WORK TO COMPLETE ->
Reproduce verbatim the part of the income report that opens with the words containing "Recurring net fee income increased" and closes with "invested asset levels.".

PAGE EXTRACT ->
Total operating income increased by USD 531 million to USD 7,606 million due to continued growth in managed account fees within recurring net fee income and higher net interest income, partly offset by lower transaction-based income.

Net interest income increased by USD 53 million to USD 1,067 million due to continued growth in loan and deposit balances. The average mortgage portfolio balance increased 37% and the average securities-backed lending portfolio balance increased 12%.

Recurring net fee income increased by USD 557 million to USD 4,666 million, mainly due to a 21% increase in managed account fees reflecting higher invested asset levels.

Transaction-based income decreased by USD 121 million to USD 1,825 million, mainly due to lower client activity.

Net credit recoveries were USD 16 million compared with net loss expenses of USD 30 million in the prior year. 2014 included the full release of a loan loss allowance for a single client as well as releases of loan loss allowances on securities-backed lending facilities collateralized by Puerto Rico municipal securities and related funds. The expenses in the prior year were largely due to loan loss allowances on securities-backed lending facilities collateralized by Puerto Rico municipal securities and related funds.

STORED DATA ->

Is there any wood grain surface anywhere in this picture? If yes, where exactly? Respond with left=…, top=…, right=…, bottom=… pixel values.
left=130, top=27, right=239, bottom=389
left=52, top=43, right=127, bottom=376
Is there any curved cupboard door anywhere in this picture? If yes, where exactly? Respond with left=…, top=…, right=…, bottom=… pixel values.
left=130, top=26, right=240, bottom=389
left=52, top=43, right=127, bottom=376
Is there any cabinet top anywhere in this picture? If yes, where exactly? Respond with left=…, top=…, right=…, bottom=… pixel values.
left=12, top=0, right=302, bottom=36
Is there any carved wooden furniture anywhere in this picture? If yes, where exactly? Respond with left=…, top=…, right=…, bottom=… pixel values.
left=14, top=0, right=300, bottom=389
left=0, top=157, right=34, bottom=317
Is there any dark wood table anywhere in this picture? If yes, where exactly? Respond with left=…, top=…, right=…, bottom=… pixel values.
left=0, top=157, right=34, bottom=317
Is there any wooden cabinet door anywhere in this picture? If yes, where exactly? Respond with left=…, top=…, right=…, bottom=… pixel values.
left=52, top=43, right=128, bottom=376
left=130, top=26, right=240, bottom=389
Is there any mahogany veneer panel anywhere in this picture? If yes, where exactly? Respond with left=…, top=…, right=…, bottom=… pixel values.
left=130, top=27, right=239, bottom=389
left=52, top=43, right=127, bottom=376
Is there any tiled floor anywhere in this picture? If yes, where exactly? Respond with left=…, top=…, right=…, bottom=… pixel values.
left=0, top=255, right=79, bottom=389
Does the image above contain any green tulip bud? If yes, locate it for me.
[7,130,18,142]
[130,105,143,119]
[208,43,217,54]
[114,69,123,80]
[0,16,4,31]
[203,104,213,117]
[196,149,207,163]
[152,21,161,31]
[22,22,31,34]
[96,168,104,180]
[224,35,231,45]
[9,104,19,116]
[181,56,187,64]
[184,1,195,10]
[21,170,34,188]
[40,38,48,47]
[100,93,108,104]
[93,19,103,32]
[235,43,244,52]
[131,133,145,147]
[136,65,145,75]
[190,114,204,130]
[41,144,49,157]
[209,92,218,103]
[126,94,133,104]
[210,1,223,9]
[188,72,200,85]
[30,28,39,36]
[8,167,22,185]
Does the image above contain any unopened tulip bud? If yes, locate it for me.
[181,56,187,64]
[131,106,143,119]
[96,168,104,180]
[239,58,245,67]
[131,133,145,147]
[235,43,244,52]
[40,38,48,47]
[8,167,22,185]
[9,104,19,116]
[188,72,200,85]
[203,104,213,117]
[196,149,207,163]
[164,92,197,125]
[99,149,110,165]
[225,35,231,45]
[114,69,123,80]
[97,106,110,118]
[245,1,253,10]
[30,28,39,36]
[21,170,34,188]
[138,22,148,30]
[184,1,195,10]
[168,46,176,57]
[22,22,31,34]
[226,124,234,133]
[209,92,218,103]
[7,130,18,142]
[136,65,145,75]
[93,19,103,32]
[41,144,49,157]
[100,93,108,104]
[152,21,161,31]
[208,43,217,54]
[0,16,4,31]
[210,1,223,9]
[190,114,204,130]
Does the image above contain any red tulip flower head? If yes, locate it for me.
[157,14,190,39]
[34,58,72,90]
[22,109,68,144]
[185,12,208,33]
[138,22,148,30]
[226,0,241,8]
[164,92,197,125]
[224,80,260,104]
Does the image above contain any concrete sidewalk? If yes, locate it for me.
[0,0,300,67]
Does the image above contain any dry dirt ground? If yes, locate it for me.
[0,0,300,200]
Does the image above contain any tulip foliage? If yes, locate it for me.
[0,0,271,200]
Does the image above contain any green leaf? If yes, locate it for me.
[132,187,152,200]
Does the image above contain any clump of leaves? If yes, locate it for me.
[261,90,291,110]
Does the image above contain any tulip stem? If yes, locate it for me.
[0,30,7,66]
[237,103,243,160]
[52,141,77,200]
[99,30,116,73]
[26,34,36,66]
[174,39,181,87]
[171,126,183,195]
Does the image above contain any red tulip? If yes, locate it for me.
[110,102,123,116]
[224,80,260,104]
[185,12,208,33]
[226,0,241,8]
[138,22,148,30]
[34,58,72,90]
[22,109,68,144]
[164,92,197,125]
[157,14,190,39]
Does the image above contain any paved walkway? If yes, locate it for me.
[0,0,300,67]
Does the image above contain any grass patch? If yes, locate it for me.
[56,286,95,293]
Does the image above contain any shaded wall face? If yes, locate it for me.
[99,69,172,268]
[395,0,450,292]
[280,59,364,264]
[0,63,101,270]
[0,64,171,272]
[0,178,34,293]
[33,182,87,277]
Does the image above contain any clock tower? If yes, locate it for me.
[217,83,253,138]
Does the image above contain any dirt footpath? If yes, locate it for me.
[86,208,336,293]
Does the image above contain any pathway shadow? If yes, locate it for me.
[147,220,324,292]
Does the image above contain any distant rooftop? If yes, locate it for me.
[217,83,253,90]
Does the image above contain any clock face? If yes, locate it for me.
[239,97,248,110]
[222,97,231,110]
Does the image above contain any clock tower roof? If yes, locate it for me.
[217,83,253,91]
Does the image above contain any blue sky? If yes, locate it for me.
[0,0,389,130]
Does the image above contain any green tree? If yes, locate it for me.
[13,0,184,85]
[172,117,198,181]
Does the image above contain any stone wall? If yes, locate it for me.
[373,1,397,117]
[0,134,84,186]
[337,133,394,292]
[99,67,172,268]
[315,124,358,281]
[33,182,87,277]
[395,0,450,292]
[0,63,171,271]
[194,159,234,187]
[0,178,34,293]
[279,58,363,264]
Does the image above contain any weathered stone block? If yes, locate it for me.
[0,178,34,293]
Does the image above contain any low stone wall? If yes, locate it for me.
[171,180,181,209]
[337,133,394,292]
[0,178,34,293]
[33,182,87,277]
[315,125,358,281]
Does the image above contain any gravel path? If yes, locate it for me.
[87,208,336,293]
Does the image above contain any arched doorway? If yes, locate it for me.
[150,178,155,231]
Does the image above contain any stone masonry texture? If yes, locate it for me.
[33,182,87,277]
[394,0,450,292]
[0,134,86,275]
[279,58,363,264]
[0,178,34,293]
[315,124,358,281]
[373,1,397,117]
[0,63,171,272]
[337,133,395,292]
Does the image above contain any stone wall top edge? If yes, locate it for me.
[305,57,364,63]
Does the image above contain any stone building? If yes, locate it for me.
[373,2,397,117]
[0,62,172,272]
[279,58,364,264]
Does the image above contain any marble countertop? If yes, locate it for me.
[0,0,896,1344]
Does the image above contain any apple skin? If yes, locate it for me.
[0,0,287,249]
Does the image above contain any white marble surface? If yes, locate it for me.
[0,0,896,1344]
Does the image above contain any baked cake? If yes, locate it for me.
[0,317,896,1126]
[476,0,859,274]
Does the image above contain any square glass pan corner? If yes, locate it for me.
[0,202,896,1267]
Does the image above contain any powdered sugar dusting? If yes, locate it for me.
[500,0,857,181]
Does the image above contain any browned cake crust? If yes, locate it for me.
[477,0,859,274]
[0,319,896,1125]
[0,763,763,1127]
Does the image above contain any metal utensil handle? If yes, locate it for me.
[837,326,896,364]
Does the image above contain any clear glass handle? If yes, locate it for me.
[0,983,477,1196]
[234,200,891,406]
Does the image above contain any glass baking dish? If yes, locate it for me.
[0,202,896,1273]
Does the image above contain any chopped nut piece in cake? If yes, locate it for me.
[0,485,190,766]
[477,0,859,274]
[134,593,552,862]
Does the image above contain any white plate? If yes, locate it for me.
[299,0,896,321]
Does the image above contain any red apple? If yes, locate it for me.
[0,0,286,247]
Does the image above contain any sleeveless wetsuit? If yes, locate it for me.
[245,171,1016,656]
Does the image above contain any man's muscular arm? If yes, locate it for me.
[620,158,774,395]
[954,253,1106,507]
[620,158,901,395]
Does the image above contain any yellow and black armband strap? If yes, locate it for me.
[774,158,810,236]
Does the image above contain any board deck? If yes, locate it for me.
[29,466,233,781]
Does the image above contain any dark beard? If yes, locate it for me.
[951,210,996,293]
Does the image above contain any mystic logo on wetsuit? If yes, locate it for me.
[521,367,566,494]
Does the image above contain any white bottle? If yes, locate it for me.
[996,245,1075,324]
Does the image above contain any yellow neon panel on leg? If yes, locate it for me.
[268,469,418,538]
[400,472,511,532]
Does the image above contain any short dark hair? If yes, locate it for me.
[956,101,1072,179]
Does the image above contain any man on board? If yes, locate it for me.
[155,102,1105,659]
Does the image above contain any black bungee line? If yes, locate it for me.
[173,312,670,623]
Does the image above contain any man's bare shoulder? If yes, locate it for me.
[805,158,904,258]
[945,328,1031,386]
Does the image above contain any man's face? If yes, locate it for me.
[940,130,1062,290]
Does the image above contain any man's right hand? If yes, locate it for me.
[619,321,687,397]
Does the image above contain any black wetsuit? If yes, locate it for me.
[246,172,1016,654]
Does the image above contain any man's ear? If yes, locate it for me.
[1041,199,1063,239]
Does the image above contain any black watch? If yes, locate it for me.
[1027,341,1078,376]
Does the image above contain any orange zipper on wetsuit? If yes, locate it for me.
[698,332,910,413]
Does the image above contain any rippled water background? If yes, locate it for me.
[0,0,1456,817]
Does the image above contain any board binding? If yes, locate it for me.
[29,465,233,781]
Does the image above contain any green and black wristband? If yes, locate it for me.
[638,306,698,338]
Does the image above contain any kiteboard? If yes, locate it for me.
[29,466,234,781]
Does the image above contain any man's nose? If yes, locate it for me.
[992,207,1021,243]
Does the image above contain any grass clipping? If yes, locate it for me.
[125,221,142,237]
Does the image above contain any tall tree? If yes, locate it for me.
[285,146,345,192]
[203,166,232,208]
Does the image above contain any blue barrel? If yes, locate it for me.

TASK ANSWER ->
Recurring net fee income increased by USD 557 million to USD 4,666 million, mainly due to a 21% increase in managed account fees reflecting higher invested asset levels.